═════ TEXT SHOWN

# Looking for MARTIN REVITT



## firefighter (Oct 13, 2007)

Can I start by saying I hope this is the correct place for this thread. (sorry if its not).

I have been trying to trace a MARTIN REVITT for a few years now - he owes me £850 for reptiles he had from me when I was very ill a few years ago - I wont go into all the details, but he did a bunk!

Recently a "new" member (mgrevitt) placed a few adds - thiught it was too good to be true? but it looks like I was right.

I called from a number he wouldnt recognise, and BINGO he gave a false name and a non existant post code (but the real post code was on the add).

All I need it to know if anyone has had any dealings with him, so I can get a FULL ADDRESS in order to take him to court!!!!!

Any help will be fantastic - if you read this Martin - get in touch as I WONT give in - I WILL get my money back.

Please pm me any information - I dont want to accuse the wrong person - I will still need to do my homework on any information before using it. So PLEASE DO NOT put information on the open forum.


----------



## lizzyy (May 3, 2014)

══════════

### INSTRUCTIONS
1. List every forum username that appears in the thread about tracing Martin Revitt.
2. Write out the passage of the forum thread from "I have been" up to and including "did a bunk!", word for word.

═════ ENTRIES

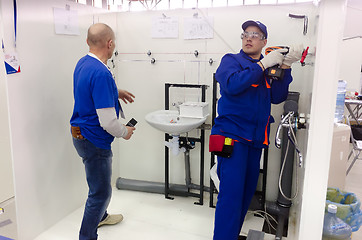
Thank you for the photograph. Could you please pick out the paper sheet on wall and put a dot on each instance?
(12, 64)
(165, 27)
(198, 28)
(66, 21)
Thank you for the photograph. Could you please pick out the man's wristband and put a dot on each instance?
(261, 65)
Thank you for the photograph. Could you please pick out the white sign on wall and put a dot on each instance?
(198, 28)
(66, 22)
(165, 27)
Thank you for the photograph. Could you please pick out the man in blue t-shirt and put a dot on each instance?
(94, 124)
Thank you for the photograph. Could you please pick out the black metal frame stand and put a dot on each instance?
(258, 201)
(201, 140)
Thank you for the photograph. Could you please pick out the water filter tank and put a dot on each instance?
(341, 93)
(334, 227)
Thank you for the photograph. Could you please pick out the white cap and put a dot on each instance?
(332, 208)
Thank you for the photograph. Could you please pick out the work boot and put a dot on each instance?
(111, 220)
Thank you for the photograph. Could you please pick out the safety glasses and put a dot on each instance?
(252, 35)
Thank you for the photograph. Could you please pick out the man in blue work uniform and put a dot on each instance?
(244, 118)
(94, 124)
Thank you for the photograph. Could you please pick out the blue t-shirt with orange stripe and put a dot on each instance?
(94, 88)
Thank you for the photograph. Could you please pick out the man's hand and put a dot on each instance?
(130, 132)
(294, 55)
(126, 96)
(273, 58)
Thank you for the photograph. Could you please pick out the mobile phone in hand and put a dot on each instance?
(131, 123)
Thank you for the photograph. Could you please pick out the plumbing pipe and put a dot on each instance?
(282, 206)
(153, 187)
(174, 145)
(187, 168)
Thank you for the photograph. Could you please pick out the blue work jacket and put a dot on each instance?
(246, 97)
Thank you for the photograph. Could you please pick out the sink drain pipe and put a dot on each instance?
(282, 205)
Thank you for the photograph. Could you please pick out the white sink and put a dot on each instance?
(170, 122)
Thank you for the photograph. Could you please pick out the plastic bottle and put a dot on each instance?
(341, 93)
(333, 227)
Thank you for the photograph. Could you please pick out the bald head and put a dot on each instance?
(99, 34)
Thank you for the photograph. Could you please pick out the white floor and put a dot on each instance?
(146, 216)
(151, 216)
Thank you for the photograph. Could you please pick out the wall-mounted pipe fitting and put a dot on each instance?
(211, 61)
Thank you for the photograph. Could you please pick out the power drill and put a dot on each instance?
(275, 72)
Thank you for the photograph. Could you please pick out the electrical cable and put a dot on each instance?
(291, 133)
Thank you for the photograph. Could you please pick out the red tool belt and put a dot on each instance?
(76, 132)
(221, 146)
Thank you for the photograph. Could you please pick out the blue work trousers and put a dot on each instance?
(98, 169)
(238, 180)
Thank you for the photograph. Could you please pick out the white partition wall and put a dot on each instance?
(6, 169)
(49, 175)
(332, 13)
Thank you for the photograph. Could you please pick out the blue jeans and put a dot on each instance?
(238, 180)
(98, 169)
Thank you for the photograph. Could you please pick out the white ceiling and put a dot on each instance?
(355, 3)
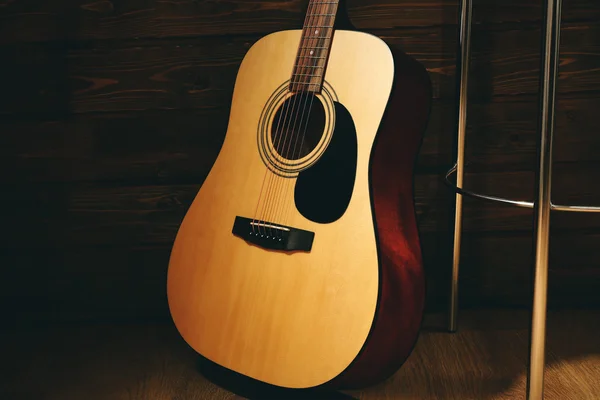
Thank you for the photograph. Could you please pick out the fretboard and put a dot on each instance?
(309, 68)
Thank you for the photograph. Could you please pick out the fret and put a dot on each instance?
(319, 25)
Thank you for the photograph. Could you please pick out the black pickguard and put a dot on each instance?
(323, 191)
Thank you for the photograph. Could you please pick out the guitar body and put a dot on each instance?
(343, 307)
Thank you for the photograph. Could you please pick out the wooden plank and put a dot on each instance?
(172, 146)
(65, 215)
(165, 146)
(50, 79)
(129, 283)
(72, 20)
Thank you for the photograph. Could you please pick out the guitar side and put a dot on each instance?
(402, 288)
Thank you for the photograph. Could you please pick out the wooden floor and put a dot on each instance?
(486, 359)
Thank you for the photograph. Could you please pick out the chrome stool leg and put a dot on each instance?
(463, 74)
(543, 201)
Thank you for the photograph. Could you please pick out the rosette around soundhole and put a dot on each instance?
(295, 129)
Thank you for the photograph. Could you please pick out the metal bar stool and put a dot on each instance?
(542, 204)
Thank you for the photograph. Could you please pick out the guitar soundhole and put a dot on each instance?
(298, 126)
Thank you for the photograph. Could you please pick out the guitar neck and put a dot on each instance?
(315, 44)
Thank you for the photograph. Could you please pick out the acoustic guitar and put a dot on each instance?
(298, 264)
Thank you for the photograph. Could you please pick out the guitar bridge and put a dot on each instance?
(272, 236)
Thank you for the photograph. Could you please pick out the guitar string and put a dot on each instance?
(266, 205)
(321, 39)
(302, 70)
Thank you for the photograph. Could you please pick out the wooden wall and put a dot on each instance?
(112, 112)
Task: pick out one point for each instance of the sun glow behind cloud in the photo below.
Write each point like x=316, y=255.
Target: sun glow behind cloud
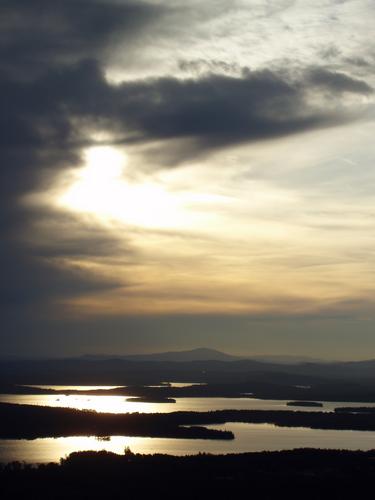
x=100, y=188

══════════
═════ ENTRIES

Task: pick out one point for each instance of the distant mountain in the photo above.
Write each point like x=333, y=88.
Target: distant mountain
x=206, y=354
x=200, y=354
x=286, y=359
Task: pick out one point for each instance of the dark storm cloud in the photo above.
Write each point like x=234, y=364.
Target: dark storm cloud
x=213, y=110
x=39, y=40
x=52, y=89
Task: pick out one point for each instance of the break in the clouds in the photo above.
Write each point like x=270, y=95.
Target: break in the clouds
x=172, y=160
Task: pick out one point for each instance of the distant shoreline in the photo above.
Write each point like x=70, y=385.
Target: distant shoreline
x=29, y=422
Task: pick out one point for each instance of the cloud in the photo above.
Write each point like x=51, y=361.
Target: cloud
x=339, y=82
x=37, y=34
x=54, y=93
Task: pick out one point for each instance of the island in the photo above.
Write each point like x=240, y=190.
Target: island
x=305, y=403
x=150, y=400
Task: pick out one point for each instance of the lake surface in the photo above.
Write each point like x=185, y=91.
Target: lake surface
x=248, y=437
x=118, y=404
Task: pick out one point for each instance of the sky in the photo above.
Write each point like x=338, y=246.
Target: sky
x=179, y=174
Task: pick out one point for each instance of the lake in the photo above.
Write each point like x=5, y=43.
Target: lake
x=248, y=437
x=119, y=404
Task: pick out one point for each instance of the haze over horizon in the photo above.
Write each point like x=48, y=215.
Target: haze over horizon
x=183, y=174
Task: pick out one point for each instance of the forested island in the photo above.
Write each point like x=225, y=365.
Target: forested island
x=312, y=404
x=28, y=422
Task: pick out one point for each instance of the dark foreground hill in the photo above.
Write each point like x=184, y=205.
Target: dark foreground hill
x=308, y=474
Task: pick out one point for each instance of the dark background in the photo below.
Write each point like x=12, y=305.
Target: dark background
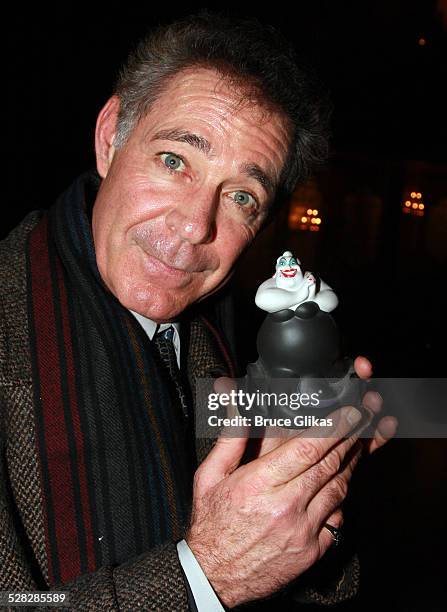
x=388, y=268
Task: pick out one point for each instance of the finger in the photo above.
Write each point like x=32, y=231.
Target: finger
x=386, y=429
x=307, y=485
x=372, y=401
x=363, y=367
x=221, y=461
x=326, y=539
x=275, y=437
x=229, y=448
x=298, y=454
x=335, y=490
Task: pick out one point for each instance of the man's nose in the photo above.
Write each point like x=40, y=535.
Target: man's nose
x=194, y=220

══════════
═════ ENTRIES

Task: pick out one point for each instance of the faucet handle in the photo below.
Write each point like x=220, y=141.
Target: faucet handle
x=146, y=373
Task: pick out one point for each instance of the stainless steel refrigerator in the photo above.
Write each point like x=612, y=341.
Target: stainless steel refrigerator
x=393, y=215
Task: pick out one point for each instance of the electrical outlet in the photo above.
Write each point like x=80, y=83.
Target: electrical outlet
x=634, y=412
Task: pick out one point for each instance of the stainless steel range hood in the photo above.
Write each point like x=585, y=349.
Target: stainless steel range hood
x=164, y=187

══════════

### PER-TASK OUTPUTS
1. firefighter, mgrevitt, lizzyy

2.
I have been trying to trace a MARTIN REVITT for a few years now - he owes me £850 for reptiles he had from me when I was very ill a few years ago - I wont go into all the details, but he did a bunk!